▶ [Enunciado da tarefa]: Por favor, transcreva literalmente, do texto sobre a Idade Média, a parte que se inicia com as palavras "A própria expressão" e se encerra em "em nossa época.".

▶ [Trecho citado]:
──────────
Antes de dizer o que se pretende expor no presente texto, é bom deixar claro, com muita exatidão, o que não se pretende afirmar.

Quando se aponta para a Medievalidade no século XXI, pode parecer ao leitor que este trabalho será mais um informado pela absoluta ignorância trevosa daqueles que repetem asneiras como papagaios e utilizam tudo quanto diga respeito à época conhecida como “Medieval” em um sentido pejorativo, valendo-se reiteradamente da nefasta e equivocada expressão “Idade das Trevas”.

A própria expressão “Idade Média” já vem carregada de preconceito histórico, gerado, como todo preconceito injustificado, pela mais profunda ignorância. A chamada “Idade Média” surge como um período supostamente nefasto e estéril incrustrado entre as glórias da Antiguidade e do Renascimento. Por isso, é comum a referência a expressões como “retrocesso aos tempos medievais” para desvalorizar tudo quanto se pretenda criticar negativamente em nossa época.

Dentre muitos estudiosos, Pernoud é quem, de forma mais transparente e com base em fontes primárias, desmente aquilo que denomina de “Mito da Idade Média”. [1] A historiadora se surpreende com o fato de que, ainda hoje, uma série de absurdos e estreitezas de visão sejam capazes de “fazer lei”, uma espécie de “dogma” supostamente científico entre indivíduos absolutamente néscios sob o ponto de vista científico-histórico. [2]

O que realmente se tenciona com este texto é apresentar em breves linhas as características (especialmente das relações sociais e intersubjetivas) do regime feudal e da vassalagem, para demonstrar algumas similaridades que ocorrem com a organização social e política das chamadas “comunidades carentes”, bem como a promiscuidade entre a política e os políticos e essa organização social, no que diz respeito às relações de poder e favores diretos e indiretos, especialmente com aqueles que exercem uma liderança local por meio da força. Fato é que se o regime feudal e a vassalagem tiveram motivações e justificativas em dada época histórica, hoje as relações semelhantes encontráveis são tipicamente uma espécie de cabresto eleitoral, curral de almas dóceis, totalmente dissociado de um pretenso regime vigente em um Estado Democrático de Direito.
──────────
▶ [Itens armazenados]:
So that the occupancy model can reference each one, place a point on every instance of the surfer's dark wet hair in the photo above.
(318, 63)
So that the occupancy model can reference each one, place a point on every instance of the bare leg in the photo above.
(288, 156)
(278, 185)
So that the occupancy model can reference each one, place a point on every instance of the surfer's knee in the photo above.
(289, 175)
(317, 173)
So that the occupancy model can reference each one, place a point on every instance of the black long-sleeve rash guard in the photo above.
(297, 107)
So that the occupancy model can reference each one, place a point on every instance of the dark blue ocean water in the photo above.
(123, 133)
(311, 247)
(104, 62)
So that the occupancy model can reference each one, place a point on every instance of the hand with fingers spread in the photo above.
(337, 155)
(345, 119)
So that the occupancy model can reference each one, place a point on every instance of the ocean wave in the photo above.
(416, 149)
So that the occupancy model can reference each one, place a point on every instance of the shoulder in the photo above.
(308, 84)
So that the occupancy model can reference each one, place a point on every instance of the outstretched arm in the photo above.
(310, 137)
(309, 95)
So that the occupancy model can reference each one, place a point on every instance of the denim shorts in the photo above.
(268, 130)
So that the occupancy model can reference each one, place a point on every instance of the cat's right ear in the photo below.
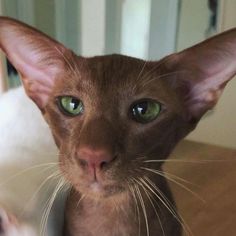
(38, 58)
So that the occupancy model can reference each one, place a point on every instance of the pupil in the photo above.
(74, 104)
(142, 109)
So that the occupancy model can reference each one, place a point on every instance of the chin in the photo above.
(98, 191)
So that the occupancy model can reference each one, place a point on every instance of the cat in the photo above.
(115, 119)
(26, 146)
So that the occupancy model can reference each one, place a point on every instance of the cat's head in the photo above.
(112, 115)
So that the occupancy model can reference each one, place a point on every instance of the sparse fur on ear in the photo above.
(202, 72)
(38, 58)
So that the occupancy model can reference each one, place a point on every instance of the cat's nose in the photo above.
(94, 159)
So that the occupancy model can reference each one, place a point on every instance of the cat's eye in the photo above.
(145, 111)
(71, 106)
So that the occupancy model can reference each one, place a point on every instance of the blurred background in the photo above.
(148, 29)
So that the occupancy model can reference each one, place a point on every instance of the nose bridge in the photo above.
(98, 133)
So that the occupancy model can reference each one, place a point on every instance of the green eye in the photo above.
(71, 106)
(146, 111)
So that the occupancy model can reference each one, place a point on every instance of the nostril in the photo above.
(103, 164)
(82, 162)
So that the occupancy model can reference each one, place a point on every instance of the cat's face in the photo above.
(119, 107)
(111, 116)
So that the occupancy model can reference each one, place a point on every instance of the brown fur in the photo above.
(187, 84)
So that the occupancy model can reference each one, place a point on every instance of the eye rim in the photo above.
(63, 110)
(142, 121)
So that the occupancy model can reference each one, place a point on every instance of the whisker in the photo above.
(165, 201)
(146, 82)
(54, 175)
(143, 207)
(187, 161)
(81, 198)
(132, 189)
(48, 206)
(150, 200)
(48, 165)
(174, 181)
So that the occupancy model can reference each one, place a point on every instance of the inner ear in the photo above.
(39, 59)
(200, 73)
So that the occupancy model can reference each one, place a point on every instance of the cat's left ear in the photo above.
(38, 58)
(202, 71)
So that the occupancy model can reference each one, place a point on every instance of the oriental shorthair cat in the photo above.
(115, 119)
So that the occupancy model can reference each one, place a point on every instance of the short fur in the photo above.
(187, 84)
──────────
▶ [Resposta completa]:
A própria expressão “Idade Média” já vem carregada de preconceito histórico, gerado, como todo preconceito injustificado, pela mais profunda ignorância. A chamada “Idade Média” surge como um período supostamente nefasto e estéril incrustrado entre as glórias da Antiguidade e do Renascimento. Por isso, é comum a referência a expressões como “retrocesso aos tempos medievais” para desvalorizar tudo quanto se pretenda criticar negativamente em nossa época.